• **What this exercise asks**
a. Decide whether each statement agrees with the text below about Cruz's 1981 arrest and trade. Answer yes or no for each, quoting the words of the text that decide it.
(i) Cruz was playing on a loan to the White Sox's Triple-A farm team when he was arrested.
(ii) Cruz received a prison sentence for the break-in.
(iii) Cruz was the only player the White Sox sent to Seattle in the trade for Tom Paciorek.
b. List every statistic that the text below about Cruz's 1981 arrest and trade names as a career high, with its figure.
** Document section follows **
In May 1981, Cruz was arrested in Edmonton, Alberta, where he had been sent to play on a 20-day loan to the White Sox's Triple-A farm team, and charged with breaking and entering an Edmonton department store and stealing $2,500 worth of watches. He told the Chicago Tribunes Robert Markus that he was drunk when he made his way into the Hudson's Bay department store. "I guess I didn't know what I was doing or I never would have done it," Cruz told Markus. "I didn't need anything they had in that store." Cruz, who prosecutors later said had broken a plate glass window to gain entry and then used a hammer he found in the store to break into a watch display case, in July 1981 pleaded guilty to a reduced charge of attempted breaking and entering and theft and was given a conditional discharge and nine months probation.

The White Sox's search for a reliable batter capable of hitting for average resulted in Cruz being shipped, along with Jim Essian and Rod Allen, to the Seattle Mariners for Tom Paciorek on December 11, 1981. The campaign was Cruz's most productive offensively, as he established career highs with 57 runs batted in (RBI), 44 runs scored, 113 hits, and 16 home runs. He was supplanted as the regular shortstop by rookie Spike Owen the following year.
** End of Document section **
** Data section follows **
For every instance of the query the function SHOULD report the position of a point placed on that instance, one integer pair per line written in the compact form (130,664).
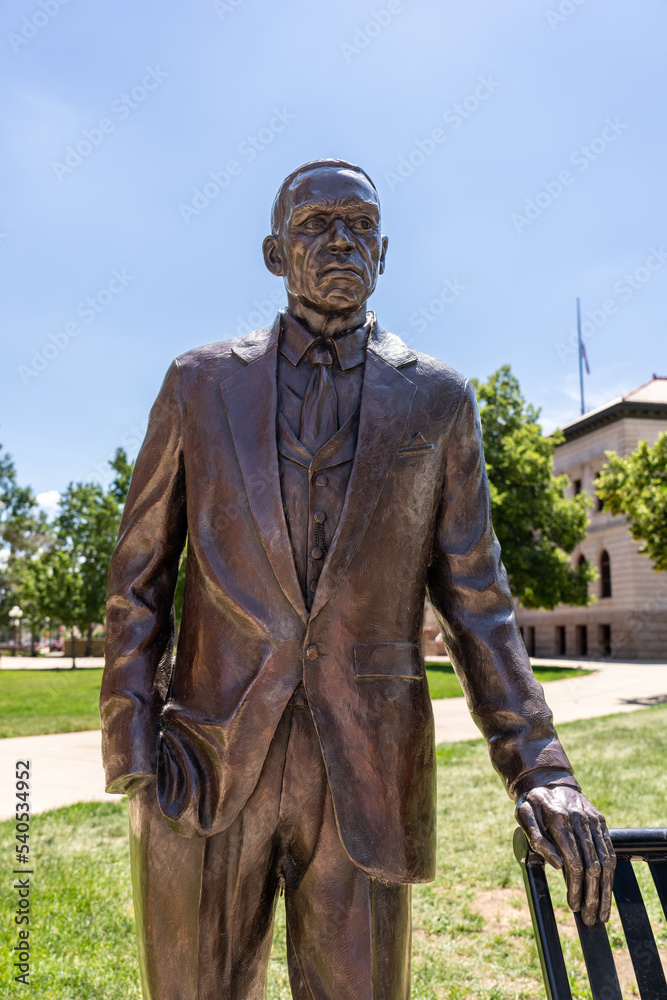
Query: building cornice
(610,414)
** End of Data section **
• **Solutions to the problems**
a.
(i) Yes: "he had been sent to play on a 20-day loan to the White Sox's Triple-A farm team"
(ii) No: "was given a conditional discharge and nine months probation"
(iii) No: "shipped, along with Jim Essian and Rod Allen, to the Seattle Mariners for Tom Paciorek"

b.
57 runs batted in (RBI)
44 runs scored
113 hits
16 home runs